» **SHORT PROBLEM**: Render every line of the material below as a JSON list of strings, one string per line, with blank lines dropped. Leave the pictures out of the list.

» **INPUT RECORDS**:
= = = = =

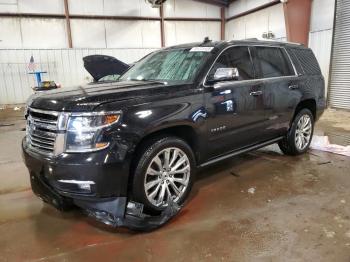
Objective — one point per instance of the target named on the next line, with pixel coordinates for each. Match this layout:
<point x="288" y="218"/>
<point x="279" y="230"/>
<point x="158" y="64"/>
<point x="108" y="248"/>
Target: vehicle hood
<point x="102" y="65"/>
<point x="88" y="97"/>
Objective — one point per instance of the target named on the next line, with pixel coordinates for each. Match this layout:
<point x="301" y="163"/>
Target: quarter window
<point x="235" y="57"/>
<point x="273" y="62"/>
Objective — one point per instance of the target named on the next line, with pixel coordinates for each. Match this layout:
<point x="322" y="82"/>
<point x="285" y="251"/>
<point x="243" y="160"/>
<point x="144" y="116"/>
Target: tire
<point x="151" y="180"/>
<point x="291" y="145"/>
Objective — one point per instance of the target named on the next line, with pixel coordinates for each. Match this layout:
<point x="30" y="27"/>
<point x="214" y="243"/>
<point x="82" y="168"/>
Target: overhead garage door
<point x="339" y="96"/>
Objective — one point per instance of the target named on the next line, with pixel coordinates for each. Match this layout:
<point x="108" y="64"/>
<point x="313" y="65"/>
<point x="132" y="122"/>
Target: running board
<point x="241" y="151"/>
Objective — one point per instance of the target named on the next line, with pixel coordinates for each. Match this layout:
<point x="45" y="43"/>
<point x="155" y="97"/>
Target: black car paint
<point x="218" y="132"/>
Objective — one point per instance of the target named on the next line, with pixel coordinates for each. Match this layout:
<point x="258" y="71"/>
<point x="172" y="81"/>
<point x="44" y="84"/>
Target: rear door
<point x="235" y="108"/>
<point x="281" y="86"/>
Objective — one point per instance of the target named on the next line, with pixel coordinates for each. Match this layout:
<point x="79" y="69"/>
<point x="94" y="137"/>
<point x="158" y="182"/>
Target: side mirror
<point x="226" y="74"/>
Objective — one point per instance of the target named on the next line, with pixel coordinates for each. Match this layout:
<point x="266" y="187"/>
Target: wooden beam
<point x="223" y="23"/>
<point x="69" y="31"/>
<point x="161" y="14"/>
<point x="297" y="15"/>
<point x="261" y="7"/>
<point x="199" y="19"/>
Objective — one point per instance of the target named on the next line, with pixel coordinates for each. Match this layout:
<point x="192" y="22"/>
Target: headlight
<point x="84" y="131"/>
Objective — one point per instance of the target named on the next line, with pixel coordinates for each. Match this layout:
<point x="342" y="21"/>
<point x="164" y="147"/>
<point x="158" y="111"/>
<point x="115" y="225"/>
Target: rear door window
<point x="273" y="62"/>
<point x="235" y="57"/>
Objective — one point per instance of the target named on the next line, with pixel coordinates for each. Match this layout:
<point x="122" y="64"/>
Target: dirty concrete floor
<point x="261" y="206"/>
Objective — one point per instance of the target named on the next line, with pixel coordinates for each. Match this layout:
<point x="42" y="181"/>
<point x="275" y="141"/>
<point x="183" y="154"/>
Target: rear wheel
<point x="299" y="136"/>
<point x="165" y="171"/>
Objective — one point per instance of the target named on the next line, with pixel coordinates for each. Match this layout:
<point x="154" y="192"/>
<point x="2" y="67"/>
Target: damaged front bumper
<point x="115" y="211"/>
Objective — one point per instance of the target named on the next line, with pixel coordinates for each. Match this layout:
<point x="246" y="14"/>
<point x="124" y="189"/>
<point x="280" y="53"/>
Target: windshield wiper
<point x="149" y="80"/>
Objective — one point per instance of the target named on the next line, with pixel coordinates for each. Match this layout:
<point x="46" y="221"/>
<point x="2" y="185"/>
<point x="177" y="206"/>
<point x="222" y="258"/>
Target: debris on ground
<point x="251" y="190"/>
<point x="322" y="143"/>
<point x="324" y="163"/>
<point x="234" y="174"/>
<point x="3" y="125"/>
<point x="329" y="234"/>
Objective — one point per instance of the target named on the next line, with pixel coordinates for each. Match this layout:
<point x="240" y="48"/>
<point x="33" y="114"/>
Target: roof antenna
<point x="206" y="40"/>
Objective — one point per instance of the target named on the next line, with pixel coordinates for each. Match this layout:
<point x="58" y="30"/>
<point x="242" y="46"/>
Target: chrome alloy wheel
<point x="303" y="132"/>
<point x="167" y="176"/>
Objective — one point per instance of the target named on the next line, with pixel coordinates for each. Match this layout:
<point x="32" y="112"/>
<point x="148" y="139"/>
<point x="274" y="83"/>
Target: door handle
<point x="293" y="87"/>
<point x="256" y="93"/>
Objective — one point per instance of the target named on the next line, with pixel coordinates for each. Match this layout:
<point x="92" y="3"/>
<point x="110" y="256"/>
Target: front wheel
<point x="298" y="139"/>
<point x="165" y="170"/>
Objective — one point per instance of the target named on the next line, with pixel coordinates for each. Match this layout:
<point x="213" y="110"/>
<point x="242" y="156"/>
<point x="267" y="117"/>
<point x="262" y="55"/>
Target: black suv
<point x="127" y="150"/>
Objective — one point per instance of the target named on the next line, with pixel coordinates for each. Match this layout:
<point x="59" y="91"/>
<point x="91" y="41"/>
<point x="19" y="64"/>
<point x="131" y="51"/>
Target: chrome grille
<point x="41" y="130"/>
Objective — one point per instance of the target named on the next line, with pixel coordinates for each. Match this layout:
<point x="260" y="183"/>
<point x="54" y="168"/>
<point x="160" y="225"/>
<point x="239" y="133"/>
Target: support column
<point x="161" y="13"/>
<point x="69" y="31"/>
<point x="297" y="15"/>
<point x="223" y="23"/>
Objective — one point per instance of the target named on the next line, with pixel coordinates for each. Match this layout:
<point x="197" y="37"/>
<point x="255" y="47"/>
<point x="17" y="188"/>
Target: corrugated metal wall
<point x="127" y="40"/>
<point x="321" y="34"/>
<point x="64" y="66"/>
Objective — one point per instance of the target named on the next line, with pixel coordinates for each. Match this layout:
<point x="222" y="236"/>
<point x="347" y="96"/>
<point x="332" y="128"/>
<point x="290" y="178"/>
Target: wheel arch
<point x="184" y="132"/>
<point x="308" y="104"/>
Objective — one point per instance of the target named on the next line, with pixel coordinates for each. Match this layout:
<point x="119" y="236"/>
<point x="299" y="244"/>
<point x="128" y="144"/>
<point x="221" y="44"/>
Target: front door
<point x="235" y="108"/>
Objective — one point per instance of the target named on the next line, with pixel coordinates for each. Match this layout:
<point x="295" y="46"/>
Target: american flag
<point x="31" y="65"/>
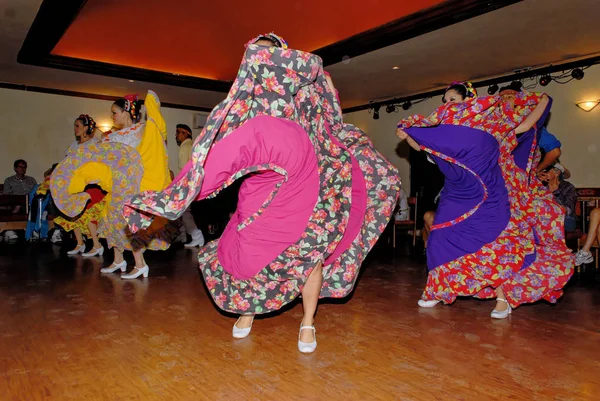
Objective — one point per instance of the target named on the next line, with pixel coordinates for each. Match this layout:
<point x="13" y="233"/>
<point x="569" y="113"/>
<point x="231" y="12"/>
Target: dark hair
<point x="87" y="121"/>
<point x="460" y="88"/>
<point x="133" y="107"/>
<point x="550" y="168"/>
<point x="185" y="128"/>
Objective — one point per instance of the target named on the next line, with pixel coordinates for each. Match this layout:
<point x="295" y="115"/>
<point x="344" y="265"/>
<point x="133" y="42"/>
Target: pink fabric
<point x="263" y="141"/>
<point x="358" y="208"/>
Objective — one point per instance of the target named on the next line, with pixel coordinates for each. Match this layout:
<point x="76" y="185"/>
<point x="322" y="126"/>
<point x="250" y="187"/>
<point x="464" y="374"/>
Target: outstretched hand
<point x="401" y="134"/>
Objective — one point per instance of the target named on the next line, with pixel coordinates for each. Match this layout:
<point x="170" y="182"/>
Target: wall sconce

= = = = =

» **EXERCISE RESPONSE**:
[
  "Objective — one point per instance of the target named on the next line, with pixel coordinates for each. Match this layout:",
  "<point x=\"288\" y=\"218\"/>",
  "<point x=\"279\" y=\"230\"/>",
  "<point x=\"158\" y=\"64\"/>",
  "<point x=\"108\" y=\"248\"/>",
  "Target: vehicle hood",
  "<point x=\"102\" y=\"65\"/>",
  "<point x=\"88\" y=\"97\"/>",
  "Objective — one point per instance of the target named on the next line, with pixel coordinates for each. Match this layout:",
  "<point x=\"301\" y=\"163\"/>",
  "Target: quarter window",
  "<point x=\"235\" y=\"57\"/>",
  "<point x=\"273\" y=\"62\"/>",
  "Objective — one point per instance of the target named on the next line, with pixel coordinates for each. Match this layout:",
  "<point x=\"322\" y=\"82\"/>",
  "<point x=\"285\" y=\"251\"/>",
  "<point x=\"243\" y=\"160\"/>",
  "<point x=\"144\" y=\"116\"/>",
  "Target: tire",
  "<point x=\"151\" y=\"180\"/>",
  "<point x=\"291\" y=\"145\"/>",
  "Objective — one point per instance of the target named on the next line, with pixel coordinates for each. Match this layout:",
  "<point x=\"30\" y=\"27\"/>",
  "<point x=\"214\" y=\"243\"/>",
  "<point x=\"82\" y=\"168\"/>",
  "Target: overhead garage door",
  "<point x=\"339\" y=\"96\"/>",
  "Objective — one point per instance of the target named on the next line, with pixel coordinates for each. Match this layout:",
  "<point x=\"108\" y=\"64\"/>",
  "<point x=\"313\" y=\"65\"/>",
  "<point x=\"132\" y=\"122\"/>",
  "Target: running board",
  "<point x=\"241\" y=\"151\"/>",
  "Objective — one point per instance of the target named on the next line, with pixel coordinates for each. Match this layout:",
  "<point x=\"45\" y=\"43\"/>",
  "<point x=\"155\" y=\"97\"/>",
  "Target: black car paint",
  "<point x=\"218\" y=\"132\"/>",
  "Objective — one point per instance of the target named on the next line, with pixel coordinates for each. Match this layout:",
  "<point x=\"258\" y=\"71\"/>",
  "<point x=\"172\" y=\"81\"/>",
  "<point x=\"44\" y=\"84\"/>",
  "Target: rear door",
  "<point x=\"235\" y=\"108\"/>",
  "<point x=\"281\" y=\"86\"/>",
  "Objective — one point per instance of the target named on the next line, with pixel coordinates for each. Match this layout:",
  "<point x=\"79\" y=\"69\"/>",
  "<point x=\"94\" y=\"137\"/>",
  "<point x=\"158\" y=\"182\"/>",
  "Target: side mirror",
  "<point x=\"226\" y=\"74\"/>",
  "Objective — one point per instance of the target named on the next line, with pixel coordinates for each. Match this layout:",
  "<point x=\"266\" y=\"187\"/>",
  "Target: wooden beam",
  "<point x=\"223\" y=\"23\"/>",
  "<point x=\"69\" y=\"31\"/>",
  "<point x=\"161\" y=\"14\"/>",
  "<point x=\"297\" y=\"15\"/>",
  "<point x=\"261\" y=\"7\"/>",
  "<point x=\"199\" y=\"19\"/>",
  "Objective — one point per instance of the target named on the next line, with pixel coordinates for each. Match this layout:",
  "<point x=\"192\" y=\"22\"/>",
  "Target: headlight",
  "<point x=\"84\" y=\"131\"/>",
  "Objective — one point per instance of the target named on the next line, with pixel coordinates for each. Match this layout:",
  "<point x=\"342\" y=\"21\"/>",
  "<point x=\"164\" y=\"147\"/>",
  "<point x=\"158\" y=\"111\"/>",
  "<point x=\"115\" y=\"225\"/>",
  "Target: rear door window",
  "<point x=\"273\" y=\"62\"/>",
  "<point x=\"235\" y=\"57\"/>",
  "Objective — one point per instance of the target named on the next line, with pixel coordinates for each. Match this layout:",
  "<point x=\"122\" y=\"64\"/>",
  "Target: dirty concrete floor",
  "<point x=\"261\" y=\"206\"/>",
  "Objective — one point per instance of the target named on the next line, with pixel coordinates for each. Match this layout:",
  "<point x=\"42\" y=\"181\"/>",
  "<point x=\"275\" y=\"141\"/>",
  "<point x=\"183\" y=\"154\"/>",
  "Target: rear wheel",
  "<point x=\"299\" y=\"136\"/>",
  "<point x=\"165\" y=\"171\"/>",
  "Objective — one point per instance of the target named on the next line, with pixel coordinates for each. Match this layout:",
  "<point x=\"154\" y=\"192\"/>",
  "<point x=\"2\" y=\"67\"/>",
  "Target: damaged front bumper",
  "<point x=\"115\" y=\"211\"/>",
  "Objective — one point per instance of the target named on the next line, with pixel coordinates for each. Match this layout:",
  "<point x=\"246\" y=\"14\"/>",
  "<point x=\"124\" y=\"189\"/>",
  "<point x=\"280\" y=\"53\"/>",
  "Target: windshield wiper",
  "<point x=\"149\" y=\"80\"/>",
  "Objective — one point per instance of the target named on the next line, with pixel coordinates for each. Match this layout:",
  "<point x=\"46\" y=\"221\"/>",
  "<point x=\"2\" y=\"185\"/>",
  "<point x=\"177\" y=\"206\"/>",
  "<point x=\"222\" y=\"258\"/>",
  "Target: debris on ground",
  "<point x=\"251\" y=\"190\"/>",
  "<point x=\"322\" y=\"143\"/>",
  "<point x=\"324\" y=\"163\"/>",
  "<point x=\"234\" y=\"174\"/>",
  "<point x=\"3\" y=\"125\"/>",
  "<point x=\"329\" y=\"234\"/>",
  "Objective — one point per instance of the target named on the next line, with pixel coordinates for each. Match this layout:",
  "<point x=\"240\" y=\"48\"/>",
  "<point x=\"33\" y=\"114\"/>",
  "Target: roof antenna",
  "<point x=\"206\" y=\"40\"/>",
  "Objective — one point per instance of the target named on the next line, with pixel coordinates for each. Match this layout:",
  "<point x=\"58\" y=\"30\"/>",
  "<point x=\"242\" y=\"46\"/>",
  "Target: chrome alloy wheel",
  "<point x=\"303\" y=\"132\"/>",
  "<point x=\"167\" y=\"176\"/>",
  "Objective — one point per instance of the target named on the next line, with pixel coordinates for each. Match this layout:",
  "<point x=\"32\" y=\"112\"/>",
  "<point x=\"148\" y=\"139\"/>",
  "<point x=\"274\" y=\"83\"/>",
  "Target: door handle",
  "<point x=\"293\" y=\"87\"/>",
  "<point x=\"256\" y=\"93\"/>",
  "Objective — one point per instance of the target named on the next line, with pixel coordinates for each. Match this layout:",
  "<point x=\"92\" y=\"3\"/>",
  "<point x=\"110\" y=\"256\"/>",
  "Target: front wheel",
  "<point x=\"298\" y=\"139\"/>",
  "<point x=\"165\" y=\"170\"/>",
  "Objective — one point per instance of the target named on the next line, with pixel coordinates for each. Match this layout:",
  "<point x=\"213\" y=\"110\"/>",
  "<point x=\"242\" y=\"156\"/>",
  "<point x=\"267\" y=\"117\"/>",
  "<point x=\"262\" y=\"55\"/>",
  "Target: black suv",
  "<point x=\"127\" y=\"150\"/>",
  "Objective — one point per instance of the target named on the next line, with pixel coordinates for each. Match this layout:",
  "<point x=\"59\" y=\"91\"/>",
  "<point x=\"91\" y=\"41\"/>",
  "<point x=\"19\" y=\"64\"/>",
  "<point x=\"131\" y=\"51\"/>",
  "Target: chrome grille",
  "<point x=\"41\" y=\"130\"/>",
  "Objective — one point per instance of the target named on the next line, with pixel coordinates for each. Match this layout:",
  "<point x=\"260\" y=\"183\"/>",
  "<point x=\"54\" y=\"168\"/>",
  "<point x=\"160\" y=\"225\"/>",
  "<point x=\"239\" y=\"133\"/>",
  "Target: support column",
  "<point x=\"161\" y=\"13\"/>",
  "<point x=\"69\" y=\"31\"/>",
  "<point x=\"297\" y=\"15\"/>",
  "<point x=\"223\" y=\"23\"/>",
  "Objective — one point per instance of the target named on the next line, with pixel coordinates for each. Match this layout:",
  "<point x=\"197\" y=\"37\"/>",
  "<point x=\"255\" y=\"47\"/>",
  "<point x=\"17\" y=\"188\"/>",
  "Target: corrugated metal wall",
  "<point x=\"127\" y=\"40\"/>",
  "<point x=\"321\" y=\"34\"/>",
  "<point x=\"64\" y=\"66\"/>",
  "Objective — one point per instance of the target named on the next line, with pixel coordinates for each. Match this layout:",
  "<point x=\"222\" y=\"236\"/>",
  "<point x=\"347\" y=\"96\"/>",
  "<point x=\"332\" y=\"128\"/>",
  "<point x=\"290\" y=\"178\"/>",
  "Target: wheel arch",
  "<point x=\"184\" y=\"132\"/>",
  "<point x=\"308\" y=\"104\"/>",
  "Objective — one point per instance of the target named on the next line, with pixel coordinates for each. Match this layout:",
  "<point x=\"119\" y=\"236\"/>",
  "<point x=\"299\" y=\"244\"/>",
  "<point x=\"128\" y=\"144\"/>",
  "<point x=\"221\" y=\"44\"/>",
  "Target: front door",
  "<point x=\"235\" y=\"108\"/>",
  "Objective — one point per instance of the target named on the next line, with pixel coordinates for each. Match this layout:",
  "<point x=\"295\" y=\"46\"/>",
  "Target: american flag",
  "<point x=\"31\" y=\"65\"/>",
  "Objective — one point per instance of the target named on the next line, with pixel coordinates for each. Match this layout:",
  "<point x=\"13\" y=\"233\"/>",
  "<point x=\"569\" y=\"113\"/>",
  "<point x=\"231\" y=\"12\"/>",
  "Target: dark hair",
  "<point x=\"87\" y=\"121\"/>",
  "<point x=\"460\" y=\"88\"/>",
  "<point x=\"133\" y=\"107\"/>",
  "<point x=\"550\" y=\"168\"/>",
  "<point x=\"185\" y=\"128\"/>",
  "Objective — one point per instance of the target named on the next line, with pixel coordinates for each. Match this layout:",
  "<point x=\"295\" y=\"115\"/>",
  "<point x=\"344\" y=\"265\"/>",
  "<point x=\"133\" y=\"42\"/>",
  "Target: pink fabric",
  "<point x=\"263\" y=\"141\"/>",
  "<point x=\"358\" y=\"208\"/>",
  "Objective — one point per instance of the target named on the next line, with pixel coordinates for each. Match this layout:",
  "<point x=\"76\" y=\"185\"/>",
  "<point x=\"322\" y=\"126\"/>",
  "<point x=\"250\" y=\"187\"/>",
  "<point x=\"464\" y=\"374\"/>",
  "Target: outstretched hand",
  "<point x=\"401\" y=\"134\"/>",
  "Objective — one point per instance of the target named on the next line, with pixel coordinates for each. Match this layout:",
  "<point x=\"170\" y=\"182\"/>",
  "Target: wall sconce"
]